▸ Provided passage:
_____

How Athletes Can Protect Themselves Against the Flu

Although exercise is beneficial for numerous reasons, it can put athletes at risk for the flu and common cold, since it has been linked with depression of immune system functions.

Although exercise is beneficial for numerous reasons, it can put athletes at risk for the flu and common cold, since it has been linked with depression of immune system functions.

Many athletes also experience stress from strenuous exercise and a lack of nutrients during dieting and vigorous training.

A recent study reported that psychological stress, lack of sleep, and environmental changes can also cause athletes to become ill. Additionally, increased respiration during exercise gives airborne viruses and bacteria a paradoxical opportunity for infection.

The easiest way for athletes to maintain a healthy immune system is to ensure balanced nutritional intake—specifically adequate protein and micronutrients. However, some nutrients are more important than others.

_____

▸ Problems to solve:
1. According to the article on athletes and the flu, what did a recent study say can cause athletes to become ill? List each factor.
2. Using the article on athletes and the flu, answer each question:
(a) What has exercise been linked with?
(b) What gives airborne viruses and bacteria an opportunity for infection?
(c) What does balanced nutritional intake specifically need to include?
3. Transcribe the part of the article on athletes and the flu that opens with the words containing "How Athletes Can" and closes with "and vigorous training.".
The records have no connection to the article on athletes and the flu.

_____

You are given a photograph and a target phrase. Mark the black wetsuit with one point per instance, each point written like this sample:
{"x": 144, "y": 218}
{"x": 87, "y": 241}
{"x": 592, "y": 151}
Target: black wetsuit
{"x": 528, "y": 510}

_____

▸ Task-by-task results:
1.
- Psychological stress
- Lack of sleep
- Environmental changes

2.
(a) Depression of immune system functions.
(b) Increased respiration during exercise.
(c) Adequate protein and micronutrients.

3.
How Athletes Can Protect Themselves Against the Flu

Although exercise is beneficial for numerous reasons, it can put athletes at risk for the flu and common cold, since it has been linked with depression of immune system functions.

Although exercise is beneficial for numerous reasons, it can put athletes at risk for the flu and common cold, since it has been linked with depression of immune system functions.

Many athletes also experience stress from strenuous exercise and a lack of nutrients during dieting and vigorous training.